■ INSTRUCTIONS FOR THE TASK ■
Some entries follow. Reproduce exactly the lines starting at the one with "the river in" and stopping after the one with "of the tree".

- - -

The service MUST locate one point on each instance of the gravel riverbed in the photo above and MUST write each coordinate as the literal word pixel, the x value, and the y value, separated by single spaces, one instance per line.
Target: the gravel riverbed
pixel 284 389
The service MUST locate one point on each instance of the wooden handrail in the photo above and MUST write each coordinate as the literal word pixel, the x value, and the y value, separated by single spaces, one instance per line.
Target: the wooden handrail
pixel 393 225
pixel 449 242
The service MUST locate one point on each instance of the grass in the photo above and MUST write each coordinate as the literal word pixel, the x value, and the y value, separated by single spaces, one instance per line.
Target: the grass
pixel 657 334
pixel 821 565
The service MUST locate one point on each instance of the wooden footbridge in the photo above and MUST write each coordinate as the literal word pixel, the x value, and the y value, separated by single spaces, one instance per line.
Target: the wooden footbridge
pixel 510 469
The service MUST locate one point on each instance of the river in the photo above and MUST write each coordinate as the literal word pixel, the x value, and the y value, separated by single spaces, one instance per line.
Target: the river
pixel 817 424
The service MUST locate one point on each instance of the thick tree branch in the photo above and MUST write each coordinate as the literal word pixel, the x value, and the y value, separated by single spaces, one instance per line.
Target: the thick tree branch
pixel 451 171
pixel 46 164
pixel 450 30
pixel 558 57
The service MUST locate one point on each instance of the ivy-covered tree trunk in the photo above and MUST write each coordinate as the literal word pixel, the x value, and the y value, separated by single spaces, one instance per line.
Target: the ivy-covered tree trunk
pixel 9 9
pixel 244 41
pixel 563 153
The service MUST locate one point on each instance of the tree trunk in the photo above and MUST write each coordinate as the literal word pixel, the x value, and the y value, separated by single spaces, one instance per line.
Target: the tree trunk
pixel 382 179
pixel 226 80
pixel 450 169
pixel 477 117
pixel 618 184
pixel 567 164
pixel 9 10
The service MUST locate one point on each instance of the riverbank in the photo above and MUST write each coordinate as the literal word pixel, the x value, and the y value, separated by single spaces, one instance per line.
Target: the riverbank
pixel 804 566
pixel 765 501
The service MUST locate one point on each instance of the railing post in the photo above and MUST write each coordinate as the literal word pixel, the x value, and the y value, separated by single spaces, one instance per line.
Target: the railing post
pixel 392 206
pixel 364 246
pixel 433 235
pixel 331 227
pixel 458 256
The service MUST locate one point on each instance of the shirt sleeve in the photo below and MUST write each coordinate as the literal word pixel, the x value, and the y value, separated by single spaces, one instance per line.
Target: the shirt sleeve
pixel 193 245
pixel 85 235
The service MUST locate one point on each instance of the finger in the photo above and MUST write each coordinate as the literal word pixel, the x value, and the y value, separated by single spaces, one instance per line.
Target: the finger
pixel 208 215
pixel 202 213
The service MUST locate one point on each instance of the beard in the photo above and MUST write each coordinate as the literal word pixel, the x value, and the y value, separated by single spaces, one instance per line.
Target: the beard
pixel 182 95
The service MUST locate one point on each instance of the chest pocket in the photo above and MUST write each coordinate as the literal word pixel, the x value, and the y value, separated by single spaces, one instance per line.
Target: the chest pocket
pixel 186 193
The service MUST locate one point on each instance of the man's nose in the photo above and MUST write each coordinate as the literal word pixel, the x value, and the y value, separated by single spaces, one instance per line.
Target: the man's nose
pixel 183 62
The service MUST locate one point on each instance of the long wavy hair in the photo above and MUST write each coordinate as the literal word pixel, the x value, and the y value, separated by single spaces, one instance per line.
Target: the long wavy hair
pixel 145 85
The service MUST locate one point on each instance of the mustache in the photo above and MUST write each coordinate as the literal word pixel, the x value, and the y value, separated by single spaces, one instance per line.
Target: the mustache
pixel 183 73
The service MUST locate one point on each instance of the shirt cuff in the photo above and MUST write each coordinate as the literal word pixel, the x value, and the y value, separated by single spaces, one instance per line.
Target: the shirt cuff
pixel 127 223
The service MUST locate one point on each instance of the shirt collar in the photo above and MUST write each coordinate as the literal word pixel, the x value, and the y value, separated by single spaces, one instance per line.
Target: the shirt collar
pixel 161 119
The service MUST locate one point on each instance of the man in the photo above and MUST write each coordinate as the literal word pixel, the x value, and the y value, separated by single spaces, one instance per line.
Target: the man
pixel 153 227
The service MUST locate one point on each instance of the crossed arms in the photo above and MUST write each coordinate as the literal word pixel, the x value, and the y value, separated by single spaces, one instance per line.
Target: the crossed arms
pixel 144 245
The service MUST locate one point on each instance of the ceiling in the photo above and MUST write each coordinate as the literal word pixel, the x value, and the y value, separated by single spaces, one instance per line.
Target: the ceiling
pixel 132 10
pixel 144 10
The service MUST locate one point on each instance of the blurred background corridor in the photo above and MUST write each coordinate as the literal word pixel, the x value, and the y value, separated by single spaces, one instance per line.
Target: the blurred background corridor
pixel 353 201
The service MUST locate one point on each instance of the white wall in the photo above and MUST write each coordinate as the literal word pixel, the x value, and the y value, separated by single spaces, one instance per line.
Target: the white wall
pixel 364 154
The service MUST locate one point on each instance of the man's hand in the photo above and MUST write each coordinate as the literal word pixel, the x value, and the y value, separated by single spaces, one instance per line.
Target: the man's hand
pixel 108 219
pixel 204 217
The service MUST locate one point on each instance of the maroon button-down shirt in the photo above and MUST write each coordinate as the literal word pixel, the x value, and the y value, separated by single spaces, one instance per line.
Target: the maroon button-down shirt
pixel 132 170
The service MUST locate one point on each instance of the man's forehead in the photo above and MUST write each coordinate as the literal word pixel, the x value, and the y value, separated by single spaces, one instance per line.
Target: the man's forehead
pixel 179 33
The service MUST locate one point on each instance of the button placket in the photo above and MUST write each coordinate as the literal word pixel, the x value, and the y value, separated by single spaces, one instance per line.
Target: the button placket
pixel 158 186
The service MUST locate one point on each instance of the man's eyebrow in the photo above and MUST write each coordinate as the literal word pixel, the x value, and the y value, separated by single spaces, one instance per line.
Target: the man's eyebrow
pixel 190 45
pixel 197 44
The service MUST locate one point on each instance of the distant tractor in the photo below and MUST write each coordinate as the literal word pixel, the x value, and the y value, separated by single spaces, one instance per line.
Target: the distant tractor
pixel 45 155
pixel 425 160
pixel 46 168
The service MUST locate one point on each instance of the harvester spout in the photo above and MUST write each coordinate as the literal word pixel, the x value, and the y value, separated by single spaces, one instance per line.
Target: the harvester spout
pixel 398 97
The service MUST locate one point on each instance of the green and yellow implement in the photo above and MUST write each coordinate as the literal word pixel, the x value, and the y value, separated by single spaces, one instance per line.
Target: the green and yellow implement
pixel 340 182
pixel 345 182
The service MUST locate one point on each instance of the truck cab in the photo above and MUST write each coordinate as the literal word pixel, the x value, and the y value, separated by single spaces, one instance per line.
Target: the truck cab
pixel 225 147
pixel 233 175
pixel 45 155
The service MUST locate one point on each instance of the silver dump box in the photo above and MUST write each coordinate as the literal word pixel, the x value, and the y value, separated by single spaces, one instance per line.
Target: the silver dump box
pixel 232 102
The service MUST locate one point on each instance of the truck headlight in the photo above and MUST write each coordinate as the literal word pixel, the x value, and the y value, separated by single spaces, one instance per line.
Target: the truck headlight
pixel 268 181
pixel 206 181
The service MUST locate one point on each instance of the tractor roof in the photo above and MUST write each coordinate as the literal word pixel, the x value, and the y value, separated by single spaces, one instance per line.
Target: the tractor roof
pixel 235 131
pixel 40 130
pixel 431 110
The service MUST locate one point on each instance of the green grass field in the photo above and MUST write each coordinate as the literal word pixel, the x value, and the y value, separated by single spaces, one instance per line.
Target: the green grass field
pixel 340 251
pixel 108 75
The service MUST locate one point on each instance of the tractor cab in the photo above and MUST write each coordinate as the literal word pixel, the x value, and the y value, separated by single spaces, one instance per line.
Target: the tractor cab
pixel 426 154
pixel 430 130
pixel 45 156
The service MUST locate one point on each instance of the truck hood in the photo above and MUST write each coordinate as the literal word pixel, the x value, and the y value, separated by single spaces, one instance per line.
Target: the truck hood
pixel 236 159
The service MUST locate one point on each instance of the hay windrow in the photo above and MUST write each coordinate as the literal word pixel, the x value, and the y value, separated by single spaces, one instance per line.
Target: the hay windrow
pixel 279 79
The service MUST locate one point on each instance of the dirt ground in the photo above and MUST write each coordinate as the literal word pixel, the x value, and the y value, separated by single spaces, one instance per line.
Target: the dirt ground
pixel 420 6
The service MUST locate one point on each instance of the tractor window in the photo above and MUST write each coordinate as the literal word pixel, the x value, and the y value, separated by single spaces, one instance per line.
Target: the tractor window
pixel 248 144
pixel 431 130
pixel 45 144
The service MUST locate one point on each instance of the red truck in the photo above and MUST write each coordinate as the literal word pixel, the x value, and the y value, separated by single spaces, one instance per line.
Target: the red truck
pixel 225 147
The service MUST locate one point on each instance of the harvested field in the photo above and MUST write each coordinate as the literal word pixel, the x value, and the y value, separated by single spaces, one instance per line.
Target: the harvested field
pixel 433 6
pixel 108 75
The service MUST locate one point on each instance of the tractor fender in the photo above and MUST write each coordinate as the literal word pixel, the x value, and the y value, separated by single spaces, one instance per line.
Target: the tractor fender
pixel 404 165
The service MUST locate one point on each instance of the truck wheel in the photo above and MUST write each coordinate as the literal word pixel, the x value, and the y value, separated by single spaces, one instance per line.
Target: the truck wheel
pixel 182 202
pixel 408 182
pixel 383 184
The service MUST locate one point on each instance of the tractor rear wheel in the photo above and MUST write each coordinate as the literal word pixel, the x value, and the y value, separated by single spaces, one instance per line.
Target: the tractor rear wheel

- - -

■ RESULT FOR THIS TASK ■
The service MUST locate one point on each instance of the river in the photo above and MUST write each coordinate as the literal word pixel, the x value, and the y value, separated by single spaces, one instance per line.
Target: the river
pixel 817 424
The service MUST locate one point on each instance of the thick tree branch in the photo above and MUST write each coordinate as the literal word pixel, the x value, and the y value, separated by single spaces, one instance per line.
Target: the thick tree branch
pixel 451 171
pixel 46 164
pixel 450 30
pixel 558 57
The service MUST locate one point on each instance of the ivy-covered tree trunk in the photo above and MUST write each coordinate as the literal word pixel, the x value, and the y value, separated by single spaces, one instance per line.
Target: the ivy-covered tree trunk
pixel 9 9
pixel 244 41
pixel 563 153
The service MUST locate one point on each instance of the tree trunk in the photo above and MUST write each coordinate as the literal word pixel, the x value, and the y value, separated by single spaces, one instance per line.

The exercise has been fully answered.